§ **Given exercise**
Reproduce the items below between the lines holding "gray wing, each" and "[(99, 205)]", inclusive, requests included, and scale every coordinate in the answers by 0.6, rounding to whole numbers with halves rounded up. Leave the numbers in the requests and their format samples unchanged, and return only those lines.

§ **Records for processing**
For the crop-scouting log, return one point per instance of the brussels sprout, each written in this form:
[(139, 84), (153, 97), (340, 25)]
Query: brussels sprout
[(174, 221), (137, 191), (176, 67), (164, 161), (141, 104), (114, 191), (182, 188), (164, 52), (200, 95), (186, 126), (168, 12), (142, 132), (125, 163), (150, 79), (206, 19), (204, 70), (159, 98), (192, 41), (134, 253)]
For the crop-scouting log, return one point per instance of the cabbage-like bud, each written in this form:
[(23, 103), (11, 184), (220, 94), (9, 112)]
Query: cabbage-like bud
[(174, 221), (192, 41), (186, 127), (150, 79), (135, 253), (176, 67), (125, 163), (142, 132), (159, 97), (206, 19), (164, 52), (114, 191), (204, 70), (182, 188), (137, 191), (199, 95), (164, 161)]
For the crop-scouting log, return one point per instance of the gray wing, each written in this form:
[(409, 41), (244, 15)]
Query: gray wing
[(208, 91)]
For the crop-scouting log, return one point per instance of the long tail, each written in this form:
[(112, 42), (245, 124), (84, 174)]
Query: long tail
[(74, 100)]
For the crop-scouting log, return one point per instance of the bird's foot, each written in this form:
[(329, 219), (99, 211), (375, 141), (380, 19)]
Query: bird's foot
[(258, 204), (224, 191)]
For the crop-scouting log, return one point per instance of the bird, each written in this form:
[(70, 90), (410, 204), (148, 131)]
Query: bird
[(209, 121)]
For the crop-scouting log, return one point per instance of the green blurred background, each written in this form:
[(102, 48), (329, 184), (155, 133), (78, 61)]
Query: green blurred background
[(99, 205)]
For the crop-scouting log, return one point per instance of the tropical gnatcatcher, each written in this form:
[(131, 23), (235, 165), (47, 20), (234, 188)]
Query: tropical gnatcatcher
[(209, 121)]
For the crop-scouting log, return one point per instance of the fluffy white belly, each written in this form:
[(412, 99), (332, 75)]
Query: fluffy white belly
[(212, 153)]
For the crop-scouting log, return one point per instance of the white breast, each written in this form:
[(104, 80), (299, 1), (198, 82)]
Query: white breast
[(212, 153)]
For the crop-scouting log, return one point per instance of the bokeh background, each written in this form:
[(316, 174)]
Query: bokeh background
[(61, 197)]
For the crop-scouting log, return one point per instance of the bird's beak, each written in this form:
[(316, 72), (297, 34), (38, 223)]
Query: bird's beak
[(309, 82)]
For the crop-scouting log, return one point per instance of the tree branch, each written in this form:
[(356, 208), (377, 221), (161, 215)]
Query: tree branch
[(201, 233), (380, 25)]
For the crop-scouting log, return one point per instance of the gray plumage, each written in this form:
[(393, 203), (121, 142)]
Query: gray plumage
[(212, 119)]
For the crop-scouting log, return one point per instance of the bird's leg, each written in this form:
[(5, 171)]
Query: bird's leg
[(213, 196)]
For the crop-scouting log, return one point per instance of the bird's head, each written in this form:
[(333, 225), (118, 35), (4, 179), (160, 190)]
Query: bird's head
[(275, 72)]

§ **Result**
For the crop-scouting log, return one point per instance of the gray wing, each written in this form:
[(409, 41), (244, 15)]
Query: gray wing
[(125, 55)]
For the crop-scouting log, return one point per instance of the long tail, each written in this form:
[(112, 42), (245, 124), (84, 174)]
Query: long tail
[(44, 60)]
For the crop-scouting log, return one point per instance of the bird's foot, each written in this form:
[(329, 219), (99, 211), (375, 141), (380, 19)]
Query: bird's foot
[(155, 122), (134, 115)]
For the crop-scouting log, return one point per instance of the bird, each written in this form:
[(70, 90), (410, 204), (148, 131)]
Query: bird
[(125, 73)]
For the crop-scouting log, return one point per instance of the green blurred background, each written in this form:
[(102, 48), (329, 184), (155, 133), (78, 61)]
Query: green blurred background
[(59, 123)]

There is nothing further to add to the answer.